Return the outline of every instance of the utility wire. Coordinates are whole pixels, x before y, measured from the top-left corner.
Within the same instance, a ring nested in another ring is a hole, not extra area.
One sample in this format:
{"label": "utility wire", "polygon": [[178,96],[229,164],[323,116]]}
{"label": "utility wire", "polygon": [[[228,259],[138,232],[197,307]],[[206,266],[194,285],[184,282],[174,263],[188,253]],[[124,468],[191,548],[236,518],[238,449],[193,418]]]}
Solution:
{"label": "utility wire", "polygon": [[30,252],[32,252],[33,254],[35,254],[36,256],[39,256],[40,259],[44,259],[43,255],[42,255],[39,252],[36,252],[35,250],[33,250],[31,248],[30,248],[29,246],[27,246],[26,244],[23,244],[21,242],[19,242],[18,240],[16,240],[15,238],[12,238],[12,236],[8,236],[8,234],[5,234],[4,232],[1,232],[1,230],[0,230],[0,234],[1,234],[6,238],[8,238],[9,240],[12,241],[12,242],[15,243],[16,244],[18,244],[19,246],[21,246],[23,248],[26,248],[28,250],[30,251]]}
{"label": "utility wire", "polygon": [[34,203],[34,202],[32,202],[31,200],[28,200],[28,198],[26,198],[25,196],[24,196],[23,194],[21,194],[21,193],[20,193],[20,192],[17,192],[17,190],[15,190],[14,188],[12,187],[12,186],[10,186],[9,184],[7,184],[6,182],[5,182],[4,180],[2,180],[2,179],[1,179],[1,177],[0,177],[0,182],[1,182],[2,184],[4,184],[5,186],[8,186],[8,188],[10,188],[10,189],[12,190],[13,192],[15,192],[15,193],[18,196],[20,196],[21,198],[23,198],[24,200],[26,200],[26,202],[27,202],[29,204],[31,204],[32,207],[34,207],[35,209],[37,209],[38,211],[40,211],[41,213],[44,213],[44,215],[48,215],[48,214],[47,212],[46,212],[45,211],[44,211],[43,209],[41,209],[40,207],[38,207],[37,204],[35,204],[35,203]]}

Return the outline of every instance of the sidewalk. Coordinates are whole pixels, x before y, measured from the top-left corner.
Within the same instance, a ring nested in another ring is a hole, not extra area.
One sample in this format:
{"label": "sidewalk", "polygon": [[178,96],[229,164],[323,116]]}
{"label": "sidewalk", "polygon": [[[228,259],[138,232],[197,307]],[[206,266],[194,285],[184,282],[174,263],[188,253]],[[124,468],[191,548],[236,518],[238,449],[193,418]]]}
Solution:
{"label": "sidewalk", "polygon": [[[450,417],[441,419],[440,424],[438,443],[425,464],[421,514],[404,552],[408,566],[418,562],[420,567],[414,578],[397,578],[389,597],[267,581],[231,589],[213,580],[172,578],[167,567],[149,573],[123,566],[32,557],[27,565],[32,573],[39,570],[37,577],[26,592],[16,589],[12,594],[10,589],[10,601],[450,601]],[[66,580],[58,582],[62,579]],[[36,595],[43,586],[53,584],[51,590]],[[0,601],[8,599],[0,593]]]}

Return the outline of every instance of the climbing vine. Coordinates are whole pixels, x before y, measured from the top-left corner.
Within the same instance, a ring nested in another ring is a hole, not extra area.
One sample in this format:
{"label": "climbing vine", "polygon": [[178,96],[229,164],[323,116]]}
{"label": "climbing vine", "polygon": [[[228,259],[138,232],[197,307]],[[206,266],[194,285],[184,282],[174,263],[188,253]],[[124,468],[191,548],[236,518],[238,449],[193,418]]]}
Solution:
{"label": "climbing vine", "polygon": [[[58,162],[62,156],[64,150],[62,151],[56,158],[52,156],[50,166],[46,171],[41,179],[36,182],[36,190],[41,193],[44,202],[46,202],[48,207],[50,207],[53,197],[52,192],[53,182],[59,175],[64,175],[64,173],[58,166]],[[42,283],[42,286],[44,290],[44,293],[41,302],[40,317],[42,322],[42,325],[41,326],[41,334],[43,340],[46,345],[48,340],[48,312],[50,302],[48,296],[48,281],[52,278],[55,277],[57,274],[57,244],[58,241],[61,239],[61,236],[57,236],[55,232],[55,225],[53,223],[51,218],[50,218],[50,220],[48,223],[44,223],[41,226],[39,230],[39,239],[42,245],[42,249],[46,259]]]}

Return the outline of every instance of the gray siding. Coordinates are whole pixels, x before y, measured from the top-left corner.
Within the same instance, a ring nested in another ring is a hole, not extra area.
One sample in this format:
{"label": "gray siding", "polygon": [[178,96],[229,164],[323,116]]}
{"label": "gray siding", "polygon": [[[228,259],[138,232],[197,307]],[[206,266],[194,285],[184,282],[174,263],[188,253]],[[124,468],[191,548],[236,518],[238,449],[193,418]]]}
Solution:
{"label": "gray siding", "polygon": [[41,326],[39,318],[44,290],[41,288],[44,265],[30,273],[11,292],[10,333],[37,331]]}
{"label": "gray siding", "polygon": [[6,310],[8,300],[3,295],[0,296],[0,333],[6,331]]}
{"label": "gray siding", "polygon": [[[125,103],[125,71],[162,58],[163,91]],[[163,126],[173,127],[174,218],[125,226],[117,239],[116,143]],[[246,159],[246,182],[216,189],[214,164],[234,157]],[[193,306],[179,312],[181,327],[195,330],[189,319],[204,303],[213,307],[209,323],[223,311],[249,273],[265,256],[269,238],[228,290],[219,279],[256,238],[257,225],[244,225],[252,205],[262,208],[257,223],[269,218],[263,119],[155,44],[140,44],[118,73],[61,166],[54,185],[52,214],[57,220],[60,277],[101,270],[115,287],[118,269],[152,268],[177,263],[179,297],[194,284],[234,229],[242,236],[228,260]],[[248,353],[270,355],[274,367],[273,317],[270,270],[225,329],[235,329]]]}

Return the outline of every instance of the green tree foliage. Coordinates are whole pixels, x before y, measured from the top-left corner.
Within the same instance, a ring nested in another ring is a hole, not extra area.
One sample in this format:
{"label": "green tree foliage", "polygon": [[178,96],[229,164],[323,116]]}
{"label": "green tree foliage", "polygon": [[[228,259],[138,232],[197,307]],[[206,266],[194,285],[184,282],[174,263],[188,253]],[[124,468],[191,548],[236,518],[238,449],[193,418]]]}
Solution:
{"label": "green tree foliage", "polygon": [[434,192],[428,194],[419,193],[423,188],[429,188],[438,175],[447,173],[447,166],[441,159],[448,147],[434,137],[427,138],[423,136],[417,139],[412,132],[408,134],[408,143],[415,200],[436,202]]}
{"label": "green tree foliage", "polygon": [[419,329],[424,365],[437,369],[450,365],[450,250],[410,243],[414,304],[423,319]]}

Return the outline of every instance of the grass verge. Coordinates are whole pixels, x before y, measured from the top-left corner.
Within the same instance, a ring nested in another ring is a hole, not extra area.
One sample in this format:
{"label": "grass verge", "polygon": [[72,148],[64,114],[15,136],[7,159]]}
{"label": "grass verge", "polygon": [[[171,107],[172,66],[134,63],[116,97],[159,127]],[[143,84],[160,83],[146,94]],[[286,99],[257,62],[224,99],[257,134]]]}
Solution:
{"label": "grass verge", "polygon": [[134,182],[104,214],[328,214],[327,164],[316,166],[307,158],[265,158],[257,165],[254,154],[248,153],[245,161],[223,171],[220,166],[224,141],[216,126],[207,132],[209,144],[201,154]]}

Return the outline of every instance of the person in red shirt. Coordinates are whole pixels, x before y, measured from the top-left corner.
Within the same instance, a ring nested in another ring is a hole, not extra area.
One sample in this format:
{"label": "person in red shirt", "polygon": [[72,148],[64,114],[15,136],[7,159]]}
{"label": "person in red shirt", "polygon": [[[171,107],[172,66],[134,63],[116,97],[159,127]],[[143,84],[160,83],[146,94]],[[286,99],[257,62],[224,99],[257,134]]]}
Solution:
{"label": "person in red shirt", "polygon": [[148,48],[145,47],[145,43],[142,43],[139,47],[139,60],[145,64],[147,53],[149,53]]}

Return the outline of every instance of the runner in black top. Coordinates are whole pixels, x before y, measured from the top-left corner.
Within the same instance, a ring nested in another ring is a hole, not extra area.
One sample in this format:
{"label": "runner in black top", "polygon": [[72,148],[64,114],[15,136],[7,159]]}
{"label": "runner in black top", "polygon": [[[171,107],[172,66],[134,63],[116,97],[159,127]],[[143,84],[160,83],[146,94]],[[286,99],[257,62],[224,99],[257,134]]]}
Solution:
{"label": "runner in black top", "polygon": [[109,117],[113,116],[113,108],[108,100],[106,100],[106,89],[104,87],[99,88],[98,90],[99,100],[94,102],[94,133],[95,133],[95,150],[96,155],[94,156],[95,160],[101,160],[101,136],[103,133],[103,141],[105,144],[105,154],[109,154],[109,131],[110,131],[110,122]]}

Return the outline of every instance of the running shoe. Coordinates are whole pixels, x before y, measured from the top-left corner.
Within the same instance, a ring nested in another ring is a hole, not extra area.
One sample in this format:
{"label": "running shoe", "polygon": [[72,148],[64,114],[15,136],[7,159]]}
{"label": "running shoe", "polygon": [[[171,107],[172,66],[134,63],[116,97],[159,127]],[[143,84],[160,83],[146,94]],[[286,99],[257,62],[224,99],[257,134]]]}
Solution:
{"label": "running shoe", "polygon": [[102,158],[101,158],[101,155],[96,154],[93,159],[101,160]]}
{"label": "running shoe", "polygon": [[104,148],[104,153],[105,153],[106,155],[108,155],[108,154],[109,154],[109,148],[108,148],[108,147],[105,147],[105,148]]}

Stated task » Put the data above into a numbered list, from the line that contains "Return the outline of every instance of the running" through the end of the data, both ends included, with blank lines left out.

Solution for this task »
1. Return the outline of every instance of the running shoe. Coordinates are whole pixels, x before y, measured from the top-left corner.
2. Within the same instance, a ring nested in another ring is a hole, not extra area.
3. One sample in this format:
4. {"label": "running shoe", "polygon": [[72,148],[64,114],[15,136],[7,159]]}
5. {"label": "running shoe", "polygon": [[[171,107],[172,66],[134,63],[116,97],[159,127]],[[143,84],[160,83],[146,94]],[[286,99],[257,62],[224,99],[257,134]]]}
6. Solution:
7. {"label": "running shoe", "polygon": [[102,158],[101,158],[101,155],[96,154],[93,159],[101,160]]}
8. {"label": "running shoe", "polygon": [[104,148],[104,153],[105,153],[106,155],[108,155],[108,154],[109,154],[109,148],[108,148],[108,147],[105,147],[105,148]]}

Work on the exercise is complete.